-- Given request --
Please convert the listing below into a JSON list of strings, with one string per line and no blank lines.

####

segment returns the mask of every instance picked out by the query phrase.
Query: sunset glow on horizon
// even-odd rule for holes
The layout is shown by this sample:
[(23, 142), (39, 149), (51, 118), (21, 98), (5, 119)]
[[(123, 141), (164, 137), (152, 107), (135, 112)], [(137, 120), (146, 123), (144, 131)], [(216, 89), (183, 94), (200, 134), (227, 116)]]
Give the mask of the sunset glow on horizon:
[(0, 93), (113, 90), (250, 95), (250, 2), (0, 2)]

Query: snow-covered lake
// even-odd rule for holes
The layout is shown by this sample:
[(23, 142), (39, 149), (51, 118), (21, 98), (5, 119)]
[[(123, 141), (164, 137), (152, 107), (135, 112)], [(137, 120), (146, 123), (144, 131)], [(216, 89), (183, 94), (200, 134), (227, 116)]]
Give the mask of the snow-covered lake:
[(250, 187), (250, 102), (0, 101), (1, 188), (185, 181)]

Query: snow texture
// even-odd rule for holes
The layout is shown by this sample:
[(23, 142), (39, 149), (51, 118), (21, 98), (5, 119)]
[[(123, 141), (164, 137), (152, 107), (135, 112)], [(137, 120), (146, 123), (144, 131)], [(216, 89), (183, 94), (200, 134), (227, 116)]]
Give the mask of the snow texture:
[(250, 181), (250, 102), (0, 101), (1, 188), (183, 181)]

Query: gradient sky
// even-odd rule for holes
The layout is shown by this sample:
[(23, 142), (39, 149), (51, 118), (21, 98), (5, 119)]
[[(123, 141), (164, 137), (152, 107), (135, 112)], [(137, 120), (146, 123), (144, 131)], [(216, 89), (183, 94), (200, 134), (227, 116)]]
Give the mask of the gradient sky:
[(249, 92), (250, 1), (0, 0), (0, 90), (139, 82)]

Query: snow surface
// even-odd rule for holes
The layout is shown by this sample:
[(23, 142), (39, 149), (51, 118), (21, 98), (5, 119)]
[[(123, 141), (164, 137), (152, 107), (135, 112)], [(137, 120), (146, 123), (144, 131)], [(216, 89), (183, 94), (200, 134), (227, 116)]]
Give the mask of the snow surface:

####

-- Written answer --
[
  "segment returns the mask of every instance picked out by the query phrase.",
  "Query: sunset glow on horizon",
  "// even-odd rule for holes",
  "The layout is shown by this sample:",
  "[(23, 142), (39, 149), (51, 118), (21, 98), (5, 119)]",
  "[[(123, 141), (164, 137), (152, 107), (135, 112)], [(137, 120), (146, 123), (144, 131)], [(216, 89), (183, 94), (200, 134), (227, 116)]]",
  "Give the mask of the sunset glow on horizon:",
  "[(0, 93), (113, 90), (250, 95), (250, 2), (0, 2)]",
  "Query: snow-covered lake",
  "// even-odd rule for holes",
  "The layout is shown by this sample:",
  "[(23, 142), (39, 149), (51, 118), (21, 98), (5, 119)]",
  "[[(123, 141), (164, 137), (152, 107), (135, 112)], [(137, 120), (146, 123), (144, 131)], [(216, 89), (183, 94), (200, 134), (227, 116)]]",
  "Give the mask of the snow-covered lake:",
  "[(250, 187), (250, 102), (0, 101), (1, 188), (185, 181)]",
  "Query: snow texture",
  "// even-odd rule for holes",
  "The layout is shown by this sample:",
  "[(23, 142), (39, 149), (51, 118), (21, 98), (5, 119)]",
  "[[(123, 141), (164, 137), (152, 107), (135, 112)], [(137, 120), (146, 123), (144, 131)], [(216, 89), (183, 94), (200, 134), (227, 116)]]",
  "Give the mask of the snow texture:",
  "[(250, 181), (250, 102), (0, 101), (1, 188), (183, 181)]",
  "Query: gradient sky",
  "// even-odd rule for holes",
  "The layout is shown by this sample:",
  "[(23, 142), (39, 149), (51, 118), (21, 98), (5, 119)]",
  "[[(123, 141), (164, 137), (152, 107), (135, 112)], [(137, 120), (146, 123), (144, 131)], [(216, 89), (183, 94), (200, 134), (227, 116)]]",
  "Give the mask of the gradient sky:",
  "[(249, 92), (250, 1), (0, 0), (0, 90), (139, 82)]",
  "Query: snow surface",
  "// even-odd rule for holes",
  "The layout is shown by this sample:",
  "[(23, 142), (39, 149), (51, 118), (21, 98), (5, 119)]",
  "[[(123, 141), (164, 137), (152, 107), (135, 112)], [(137, 120), (146, 123), (144, 131)], [(216, 89), (183, 94), (200, 134), (227, 116)]]",
  "Give the mask of the snow surface:"
]